▶ Challenge a
Which lines of the records contain the word "within"? Report each one in full.

-------------------------

- Skara Brae in Gaoth Dobhair (2005)

Background information
- Origin: Ranafast, County Donegal, Ireland
- Genres: Folk Celtic
- Years active: 1970–1971
- Label: Gael-Linn
- Members: Dáithí Sproule Tríona Ní Dhomhnaill Maighread Ní Dhomhnaill
- Past members: Mícheál Ó Domhnaill

= Skara Brae (band) =

Irish traditional music band

Skara Brae were an Irish traditional music group from Kells, County Meath, with origins in Ranafast (Rann na Feirste), County Donegal. The group consisted of three siblings, Mícheál Ó Domhnaill, Tríona Ní Dhomhnaill, and Maighread Ní Dhomhnaill, with Dáithí Sproule from Derry. Their debut and only album Skara Brae is considered a seminal album in the Irish music tradition.

== Origin ==
Though brought up in County Meath, the Ó Domhnaill siblings had their roots in Ranafast (Rann na Feirste), where their father's family originated. Mícheál, Maighread, and Tríona came together with Dáithí during Irish language summer schools held in Rannafast during the late 1960s and subsequently formed the band Skara Brae while Triona and Maighread were still attending school. Mícheál and Dáithí were attending University College Dublin and performed in the city over the next year.

-------------------------

▶ Challenge b
According to the band profile, where did the Ó Domhnaill siblings' father's family originate?

-------------------------

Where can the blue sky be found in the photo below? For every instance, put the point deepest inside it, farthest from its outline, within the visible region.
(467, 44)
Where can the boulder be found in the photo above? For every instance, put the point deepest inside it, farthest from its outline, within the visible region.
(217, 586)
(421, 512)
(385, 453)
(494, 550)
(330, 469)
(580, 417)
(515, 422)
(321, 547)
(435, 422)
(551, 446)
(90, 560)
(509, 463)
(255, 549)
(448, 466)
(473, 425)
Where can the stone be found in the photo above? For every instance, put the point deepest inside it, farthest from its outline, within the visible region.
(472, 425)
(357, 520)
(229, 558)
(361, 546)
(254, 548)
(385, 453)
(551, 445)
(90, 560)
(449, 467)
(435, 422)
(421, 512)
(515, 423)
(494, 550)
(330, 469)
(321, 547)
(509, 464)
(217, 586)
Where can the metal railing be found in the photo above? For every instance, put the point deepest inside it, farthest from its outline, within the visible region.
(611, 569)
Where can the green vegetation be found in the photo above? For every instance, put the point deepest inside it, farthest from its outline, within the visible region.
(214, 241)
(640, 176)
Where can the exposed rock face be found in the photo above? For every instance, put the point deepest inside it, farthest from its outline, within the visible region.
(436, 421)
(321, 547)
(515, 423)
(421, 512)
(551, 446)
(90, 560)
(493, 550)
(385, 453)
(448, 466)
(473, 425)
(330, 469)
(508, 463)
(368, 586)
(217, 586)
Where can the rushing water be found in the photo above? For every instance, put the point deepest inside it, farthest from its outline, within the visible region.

-------------------------

▶ Right answer a
Where can the blue sky be found in the photo below? For every instance, put the point deepest inside it, farthest from its outline, within the visible region.
Where can the boulder be found in the photo above? For every instance, put the point deepest inside it, farthest from its outline, within the visible region.
Where can the stone be found in the photo above? For every instance, put the point deepest inside it, farthest from its outline, within the visible region.
Where can the metal railing be found in the photo above? For every instance, put the point deepest inside it, farthest from its outline, within the visible region.
Where can the green vegetation be found in the photo above? For every instance, put the point deepest inside it, farthest from its outline, within the visible region.
Where can the exposed rock face be found in the photo above? For every instance, put the point deepest inside it, farthest from its outline, within the visible region.
Where can the rushing water be found in the photo above? For every instance, put the point deepest inside it, farthest from its outline, within the visible region.

▶ Right answer b
In Ranafast (Rann na Feirste), County Donegal.